> Task to carry out:
Your response should reproduce every line of the entries that contains the word "giving".

> Records for the exercise:
========================

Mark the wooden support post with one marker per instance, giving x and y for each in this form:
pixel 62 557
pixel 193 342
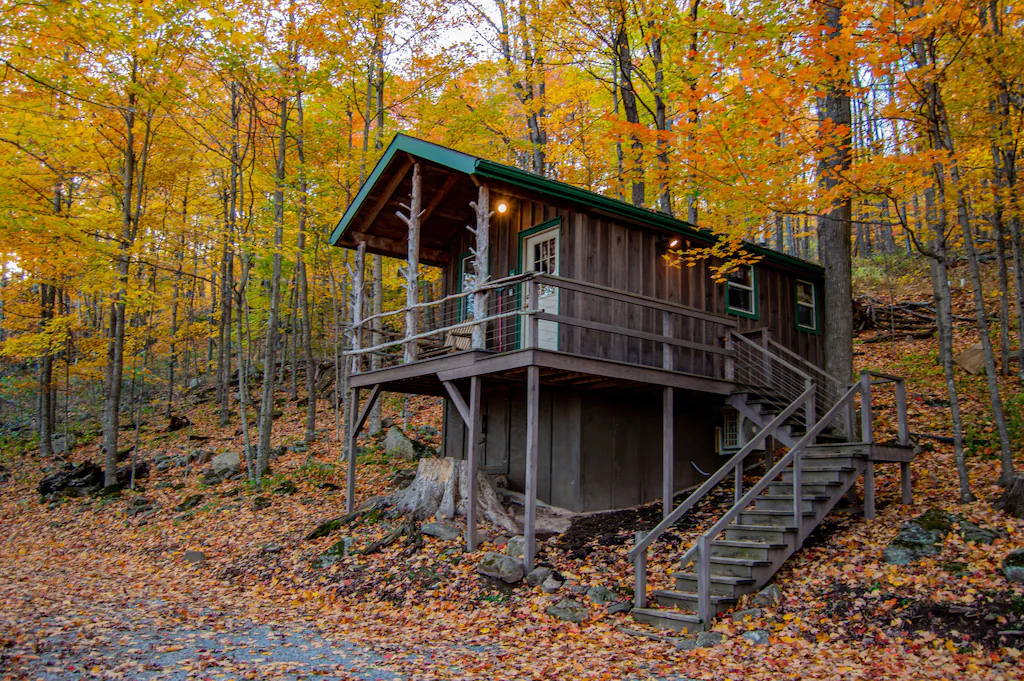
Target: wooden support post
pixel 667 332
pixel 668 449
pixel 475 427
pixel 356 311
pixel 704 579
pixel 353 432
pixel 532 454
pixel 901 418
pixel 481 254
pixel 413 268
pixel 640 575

========================

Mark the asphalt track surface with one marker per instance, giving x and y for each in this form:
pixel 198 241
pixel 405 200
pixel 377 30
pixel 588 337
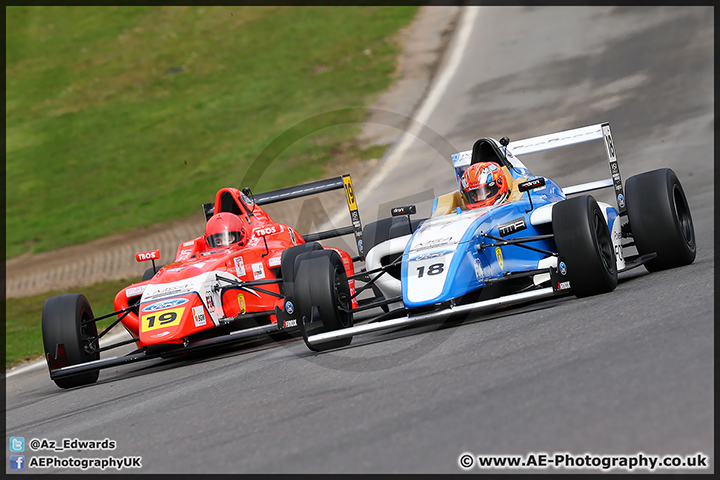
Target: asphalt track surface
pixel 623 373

========================

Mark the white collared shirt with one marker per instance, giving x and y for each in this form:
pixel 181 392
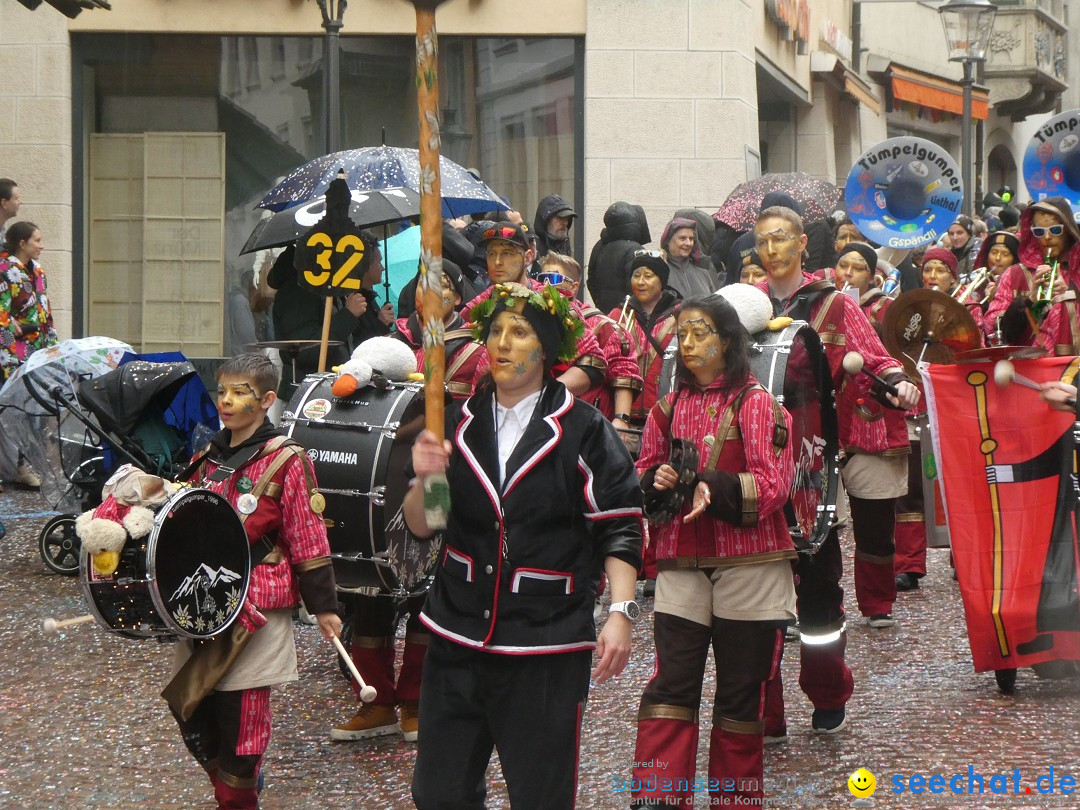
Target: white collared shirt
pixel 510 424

========================

> Response for this exercise:
Mark the wooden support post with one marker per instance, giving x and y for each in this form:
Mark the asphalt track surface with one marker per instance, giving x and y for each in this form:
Mark the white collared shirt with one marker per instance, giving x and y for each in this form:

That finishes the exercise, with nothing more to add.